### Exercise set
A - Answer these questions from the osteoporosis guidelines text, one line each:
(i) Which tool does SIGN prefer for initially assessing the risk of fragility fracture?
(ii) In what month and year did NICE re-issue TA464 on bisphosphonates?
(iii) Besides Scotland, where has the author worked?
B - Extend the osteoporosis guidelines text, picking up after its last sentence.

Supplied passage Block Start

The first point relates to where patients have had a fragility fracture and secondary prevention has not been initiated in secondary care, and the second to where patients have only received care in primary care for their fracture. The author’s personal experience, working in Scotland and also having worked in rural New Zealand, is that fragility fractures may often be treated in primary care.
The consensus guideline acknowledges the need for seamless care from secondary to primary care; on discharge from hospital, patients need to be assessed in primary care by a pharmacist, GP, or maybe a bone health lead in the practice.5 At this assessment the need for intravenous therapy can be reassessed. Perhaps there is now an enhanced role for Fracture Liaison Services in supporting or providing these elements of care.23
How the Consensus Guideline Fits in With Other UK Guidelines
Other current UK osteoporosis guidelines are SIGN 2015, updated in June 2020;4 NOGG 2017;3 and NICE 2012, updated 20172, whose guidance was on the assessment of the risk of fragility fracture with a separate technology appraisal (TA) on the medication.24
Both FRAX® and QFracture® intervention thresholds are based on expert recommendation rather than evidence. NICE declines to recommend intervention thresholds in its guidance on Osteoporosis: assessing the risk of fragility fracture.25 SIGN prefers the use of QFracture® for initially assessing the risk of fragility fracture, as FRAX® has not been available for independent verification.4 QFracture® does not define risk categories, so SIGN has an expert recommendation of a 10% risk threshold, and for treatment to be a professional decision. SIGN therefore did not categorise into very high, high, and low risk. However, SIGN recommends anabolic treatments in some patients at higher risk; teriparatide (parathyroid hormone 1-34) is recommended to prevent vertebral and non-vertebral fractures in postmenopausal women with severe osteoporosis. In addition, in postmenopausal women with at least two moderate or one severe low-trauma vertebral fractures, teriparatide is recommended over oral bisphosphonates, to prevent vertebral fracture.4 SIGN has also introduced treatment with zoledronic acid for osteopenia (that is a T-score of –1.0 to –2.5) in people aged 65 years and over.4
NICE recommends either FRAX® or QFracture® for the initial assessment before a DXA scan.2 NICE re-issued TA464 on Bisphosphonates for treating osteoporosis, in April 2019.24 This was because a TA should be an economic assessment and it was, in effect, a clinical assessment.26 NICE concluded the technology assessment by saying:24
‘The choice of treatment should be made on an individual basis after discussion between the responsible clinician and the patient, or their carers, about the advantages and disadvantages of the treatments available. If generic products are available, start treatment with the least expensive formulation, taking into account administration costs, the dose needed and the cost per dose.’
In effect, the lack of good evidence of intervention thresholds leaves clinicians to either make their own decisions (SIGN and NICE)2,4 or to go with the expert recommendations from Kanis’ paper,9 the NOGG guideline,3 and the recent consensus guideline where FRAX® is used to refine characterisation of risk.5
There is a broad spectrum of guidance on osteoporosis—SIGN takes a professional/patient-led approach, where the clinician, along with the patient, looks at the QFracture® and DXA scan risks and where there is a 10% fracture risk decides on treatment; NICE allows either QFracture® or FRAX® to aid decision-making but is unable currently to recommend intervention thresholds; and NOGG and the consensus guideline identify patients who are at imminent and high risk and treat on this basis.

Supplied passage Block End
Information provided Block Start

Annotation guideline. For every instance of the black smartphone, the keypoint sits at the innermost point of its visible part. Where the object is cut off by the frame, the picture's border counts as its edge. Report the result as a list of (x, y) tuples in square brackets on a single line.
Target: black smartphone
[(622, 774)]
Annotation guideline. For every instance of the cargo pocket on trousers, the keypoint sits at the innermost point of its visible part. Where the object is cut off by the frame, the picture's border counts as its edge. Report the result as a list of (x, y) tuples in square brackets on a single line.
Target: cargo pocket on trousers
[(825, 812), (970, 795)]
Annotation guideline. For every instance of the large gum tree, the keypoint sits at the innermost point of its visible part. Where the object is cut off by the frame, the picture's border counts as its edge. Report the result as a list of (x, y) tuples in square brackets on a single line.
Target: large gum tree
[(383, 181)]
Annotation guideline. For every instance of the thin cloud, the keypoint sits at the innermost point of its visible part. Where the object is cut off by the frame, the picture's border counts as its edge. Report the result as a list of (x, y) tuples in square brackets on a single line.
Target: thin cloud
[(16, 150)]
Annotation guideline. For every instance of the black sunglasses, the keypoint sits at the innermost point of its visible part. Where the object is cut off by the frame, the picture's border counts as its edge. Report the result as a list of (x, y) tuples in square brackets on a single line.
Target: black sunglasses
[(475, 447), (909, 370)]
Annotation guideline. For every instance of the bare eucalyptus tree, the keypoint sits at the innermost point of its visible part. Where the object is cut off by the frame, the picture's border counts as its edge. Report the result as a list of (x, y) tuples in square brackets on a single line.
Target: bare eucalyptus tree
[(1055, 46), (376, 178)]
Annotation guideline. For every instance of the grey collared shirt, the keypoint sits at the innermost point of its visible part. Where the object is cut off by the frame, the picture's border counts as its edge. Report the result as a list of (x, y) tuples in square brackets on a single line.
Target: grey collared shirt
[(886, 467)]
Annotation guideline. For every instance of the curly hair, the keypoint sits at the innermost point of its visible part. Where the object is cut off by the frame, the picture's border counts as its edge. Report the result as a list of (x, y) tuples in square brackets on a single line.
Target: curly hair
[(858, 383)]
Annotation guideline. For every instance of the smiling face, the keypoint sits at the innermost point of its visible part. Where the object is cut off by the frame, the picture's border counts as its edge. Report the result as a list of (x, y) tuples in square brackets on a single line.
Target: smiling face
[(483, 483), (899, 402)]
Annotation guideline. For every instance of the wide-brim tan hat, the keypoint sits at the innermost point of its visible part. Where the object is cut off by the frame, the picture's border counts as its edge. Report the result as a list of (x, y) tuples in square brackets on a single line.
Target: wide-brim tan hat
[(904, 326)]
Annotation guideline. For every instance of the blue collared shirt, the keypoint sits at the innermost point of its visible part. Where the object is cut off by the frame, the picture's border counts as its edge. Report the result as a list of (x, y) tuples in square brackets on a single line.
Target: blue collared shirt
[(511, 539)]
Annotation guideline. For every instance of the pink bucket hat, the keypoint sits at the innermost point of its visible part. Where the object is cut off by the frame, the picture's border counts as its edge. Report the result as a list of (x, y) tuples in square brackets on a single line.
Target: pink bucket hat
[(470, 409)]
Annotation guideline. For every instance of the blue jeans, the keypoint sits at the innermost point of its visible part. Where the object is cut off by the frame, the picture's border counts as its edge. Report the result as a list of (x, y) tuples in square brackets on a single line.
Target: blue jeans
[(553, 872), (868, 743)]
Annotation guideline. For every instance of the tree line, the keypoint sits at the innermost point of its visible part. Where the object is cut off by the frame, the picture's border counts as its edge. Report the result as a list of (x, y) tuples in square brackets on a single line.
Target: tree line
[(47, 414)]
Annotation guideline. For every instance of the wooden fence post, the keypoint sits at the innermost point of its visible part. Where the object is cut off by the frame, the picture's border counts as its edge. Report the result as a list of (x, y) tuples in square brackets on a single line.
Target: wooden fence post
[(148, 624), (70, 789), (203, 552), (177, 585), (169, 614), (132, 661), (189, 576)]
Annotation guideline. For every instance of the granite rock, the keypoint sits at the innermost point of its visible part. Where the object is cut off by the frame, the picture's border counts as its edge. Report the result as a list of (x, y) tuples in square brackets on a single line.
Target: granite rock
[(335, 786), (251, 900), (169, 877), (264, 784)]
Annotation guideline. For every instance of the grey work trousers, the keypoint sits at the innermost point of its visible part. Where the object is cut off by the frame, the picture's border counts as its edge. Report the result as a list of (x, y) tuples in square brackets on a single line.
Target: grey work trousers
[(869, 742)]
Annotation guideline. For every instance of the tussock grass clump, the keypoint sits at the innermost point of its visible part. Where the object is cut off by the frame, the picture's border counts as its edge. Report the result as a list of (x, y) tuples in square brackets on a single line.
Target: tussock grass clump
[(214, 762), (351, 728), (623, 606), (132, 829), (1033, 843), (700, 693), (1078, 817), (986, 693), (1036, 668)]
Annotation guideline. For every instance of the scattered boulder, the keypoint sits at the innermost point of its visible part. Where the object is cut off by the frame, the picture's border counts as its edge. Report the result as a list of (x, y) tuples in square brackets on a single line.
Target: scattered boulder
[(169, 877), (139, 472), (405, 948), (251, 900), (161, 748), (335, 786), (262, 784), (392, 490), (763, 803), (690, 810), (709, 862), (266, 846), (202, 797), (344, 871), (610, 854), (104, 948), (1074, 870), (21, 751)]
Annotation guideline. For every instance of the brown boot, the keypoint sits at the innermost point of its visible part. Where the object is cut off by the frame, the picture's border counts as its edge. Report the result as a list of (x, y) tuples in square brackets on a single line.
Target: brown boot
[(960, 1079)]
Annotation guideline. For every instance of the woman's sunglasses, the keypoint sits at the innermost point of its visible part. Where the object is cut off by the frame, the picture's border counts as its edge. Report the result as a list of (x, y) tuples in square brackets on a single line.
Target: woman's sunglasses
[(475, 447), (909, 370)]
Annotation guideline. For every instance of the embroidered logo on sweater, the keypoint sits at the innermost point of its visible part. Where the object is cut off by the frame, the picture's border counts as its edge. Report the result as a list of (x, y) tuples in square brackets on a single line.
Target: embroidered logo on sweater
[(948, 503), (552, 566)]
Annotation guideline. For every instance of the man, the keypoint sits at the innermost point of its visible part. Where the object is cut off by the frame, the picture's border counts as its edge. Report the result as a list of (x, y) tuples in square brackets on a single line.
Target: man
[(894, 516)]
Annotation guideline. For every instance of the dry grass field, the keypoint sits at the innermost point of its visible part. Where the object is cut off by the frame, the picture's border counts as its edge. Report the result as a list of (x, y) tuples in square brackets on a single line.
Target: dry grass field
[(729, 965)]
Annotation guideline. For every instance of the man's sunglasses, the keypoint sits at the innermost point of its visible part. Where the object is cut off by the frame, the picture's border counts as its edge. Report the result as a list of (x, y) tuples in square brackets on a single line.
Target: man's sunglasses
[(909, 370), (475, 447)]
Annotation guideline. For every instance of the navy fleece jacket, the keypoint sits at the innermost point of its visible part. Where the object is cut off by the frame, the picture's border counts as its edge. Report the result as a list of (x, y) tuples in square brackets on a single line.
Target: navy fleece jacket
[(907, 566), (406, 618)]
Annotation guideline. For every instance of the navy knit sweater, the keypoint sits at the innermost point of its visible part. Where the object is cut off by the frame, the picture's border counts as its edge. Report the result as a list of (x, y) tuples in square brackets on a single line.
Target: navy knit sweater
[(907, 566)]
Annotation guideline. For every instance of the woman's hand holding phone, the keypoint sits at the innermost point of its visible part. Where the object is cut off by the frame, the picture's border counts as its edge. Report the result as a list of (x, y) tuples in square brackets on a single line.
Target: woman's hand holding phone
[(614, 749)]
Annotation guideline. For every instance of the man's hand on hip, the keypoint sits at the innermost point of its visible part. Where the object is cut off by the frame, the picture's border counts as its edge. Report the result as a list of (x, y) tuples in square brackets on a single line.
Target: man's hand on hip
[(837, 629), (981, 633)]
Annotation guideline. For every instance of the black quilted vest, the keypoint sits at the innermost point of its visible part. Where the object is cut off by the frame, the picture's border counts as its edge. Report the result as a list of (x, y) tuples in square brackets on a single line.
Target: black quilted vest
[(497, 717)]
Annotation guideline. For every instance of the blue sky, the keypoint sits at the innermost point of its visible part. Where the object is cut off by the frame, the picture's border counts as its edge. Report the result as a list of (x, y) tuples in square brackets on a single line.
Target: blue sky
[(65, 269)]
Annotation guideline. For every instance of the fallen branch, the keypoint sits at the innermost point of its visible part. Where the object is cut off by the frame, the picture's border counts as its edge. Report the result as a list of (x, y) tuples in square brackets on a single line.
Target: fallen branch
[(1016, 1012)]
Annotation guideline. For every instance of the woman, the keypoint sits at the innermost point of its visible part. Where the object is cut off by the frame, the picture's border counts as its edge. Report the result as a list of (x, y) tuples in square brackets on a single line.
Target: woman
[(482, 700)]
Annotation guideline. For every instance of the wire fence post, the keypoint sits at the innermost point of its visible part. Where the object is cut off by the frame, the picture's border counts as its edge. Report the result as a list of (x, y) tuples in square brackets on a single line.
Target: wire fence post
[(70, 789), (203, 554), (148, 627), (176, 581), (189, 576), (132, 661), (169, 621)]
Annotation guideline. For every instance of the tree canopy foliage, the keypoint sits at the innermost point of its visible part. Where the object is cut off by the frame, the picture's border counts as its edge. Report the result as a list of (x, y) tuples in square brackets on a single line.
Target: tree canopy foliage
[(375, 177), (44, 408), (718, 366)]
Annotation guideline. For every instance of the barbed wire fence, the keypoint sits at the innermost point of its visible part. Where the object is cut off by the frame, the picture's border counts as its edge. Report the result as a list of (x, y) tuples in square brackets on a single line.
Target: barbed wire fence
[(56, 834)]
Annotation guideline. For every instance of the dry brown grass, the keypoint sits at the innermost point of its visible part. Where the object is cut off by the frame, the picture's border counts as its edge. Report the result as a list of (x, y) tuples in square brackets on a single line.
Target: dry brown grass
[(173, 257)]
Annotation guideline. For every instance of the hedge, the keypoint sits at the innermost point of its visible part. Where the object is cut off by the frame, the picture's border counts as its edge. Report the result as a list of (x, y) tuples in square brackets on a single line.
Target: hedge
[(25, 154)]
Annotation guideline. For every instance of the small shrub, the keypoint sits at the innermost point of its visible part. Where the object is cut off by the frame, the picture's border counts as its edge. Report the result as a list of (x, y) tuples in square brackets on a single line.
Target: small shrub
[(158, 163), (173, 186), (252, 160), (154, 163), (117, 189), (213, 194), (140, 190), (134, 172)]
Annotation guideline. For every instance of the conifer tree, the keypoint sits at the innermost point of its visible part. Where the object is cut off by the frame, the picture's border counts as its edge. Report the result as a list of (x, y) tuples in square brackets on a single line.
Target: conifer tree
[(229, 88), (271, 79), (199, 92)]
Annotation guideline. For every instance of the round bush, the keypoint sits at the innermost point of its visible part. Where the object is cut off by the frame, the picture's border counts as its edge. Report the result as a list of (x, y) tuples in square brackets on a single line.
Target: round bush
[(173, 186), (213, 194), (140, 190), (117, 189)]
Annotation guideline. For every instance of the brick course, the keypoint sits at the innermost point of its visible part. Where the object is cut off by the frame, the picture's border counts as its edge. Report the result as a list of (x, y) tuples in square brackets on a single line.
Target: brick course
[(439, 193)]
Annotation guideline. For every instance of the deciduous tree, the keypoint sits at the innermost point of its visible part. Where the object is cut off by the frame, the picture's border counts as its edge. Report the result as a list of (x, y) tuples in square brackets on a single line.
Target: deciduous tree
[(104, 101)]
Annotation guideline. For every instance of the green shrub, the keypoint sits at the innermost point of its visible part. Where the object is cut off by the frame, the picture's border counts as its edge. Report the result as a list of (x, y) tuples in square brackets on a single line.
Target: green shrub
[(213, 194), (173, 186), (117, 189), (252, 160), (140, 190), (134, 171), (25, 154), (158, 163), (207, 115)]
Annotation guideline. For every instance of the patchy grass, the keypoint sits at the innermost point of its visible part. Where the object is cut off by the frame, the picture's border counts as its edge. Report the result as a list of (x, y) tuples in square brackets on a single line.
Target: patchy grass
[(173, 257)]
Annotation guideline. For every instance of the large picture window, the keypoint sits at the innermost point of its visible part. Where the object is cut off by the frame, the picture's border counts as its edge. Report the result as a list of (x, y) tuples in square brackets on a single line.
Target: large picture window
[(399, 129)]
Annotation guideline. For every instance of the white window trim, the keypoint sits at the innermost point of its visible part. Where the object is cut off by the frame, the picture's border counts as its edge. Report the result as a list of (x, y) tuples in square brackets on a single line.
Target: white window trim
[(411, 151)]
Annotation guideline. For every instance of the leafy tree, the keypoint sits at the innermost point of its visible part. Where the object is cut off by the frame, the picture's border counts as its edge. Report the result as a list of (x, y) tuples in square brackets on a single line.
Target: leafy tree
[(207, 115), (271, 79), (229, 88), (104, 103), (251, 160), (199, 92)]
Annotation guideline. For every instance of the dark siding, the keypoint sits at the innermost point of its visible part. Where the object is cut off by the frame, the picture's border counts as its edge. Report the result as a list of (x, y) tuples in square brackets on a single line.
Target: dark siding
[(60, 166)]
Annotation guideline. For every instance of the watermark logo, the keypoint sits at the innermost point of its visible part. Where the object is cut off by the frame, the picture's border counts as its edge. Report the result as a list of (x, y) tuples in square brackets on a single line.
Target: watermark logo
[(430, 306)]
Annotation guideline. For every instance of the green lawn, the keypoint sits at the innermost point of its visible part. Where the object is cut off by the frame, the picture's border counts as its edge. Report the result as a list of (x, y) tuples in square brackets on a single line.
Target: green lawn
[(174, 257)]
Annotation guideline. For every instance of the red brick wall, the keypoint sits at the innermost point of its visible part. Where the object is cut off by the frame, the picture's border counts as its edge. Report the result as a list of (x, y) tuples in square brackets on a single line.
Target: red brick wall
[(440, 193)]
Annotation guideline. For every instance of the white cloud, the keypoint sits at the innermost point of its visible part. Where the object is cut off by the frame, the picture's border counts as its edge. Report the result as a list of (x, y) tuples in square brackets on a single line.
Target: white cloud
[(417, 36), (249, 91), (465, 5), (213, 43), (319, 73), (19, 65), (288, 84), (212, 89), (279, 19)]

Information provided Block End

### Answers per task
A -
(i) QFracture®
(ii) April 2019
(iii) Rural New Zealand

B -
As a GP in Scotland, I should adhere to SIGN guidance, but if I were to need further guidance on the identification of patients at very high risk I would need to go with FRAX®. It is hoped that the new consensus guideline will help practitioners manage patients at different levels of risk and guide appropriate treatment decisions.
Dr David Stephens
Member of the consensus guideline development group
|Take-home Messages for GPs|
|Guidance During the COVID-19 Pandemic5|
BMD=bone mineral density; DXA=dual-energy X-ray absorptiometry; ROS=Royal Osteoporosis Society; IOF=International Osteoporosis Foundation
|Implementation Actions for STPs and ICSs|
Written by Dr David Jenner, GP, Cullompton, Devon
The following implementation actions are designed to support STPs and ICSs with the challenges involved with implementing new guidance at a system level. Our aim is to help you consider how to deliver improvements to healthcare within the available resources.
STP=sustainability and transformation partnership; ICS=integrated care system
|Implementation Actions for Clinical Pharmacists in General Practice|
Written by Nicola Cree, Pharmaceutical Services Manager, Soar Beyond Ltd
The following implementation actions are designed to support clinical pharmacists in general practice with implementing the guidance at a practice level.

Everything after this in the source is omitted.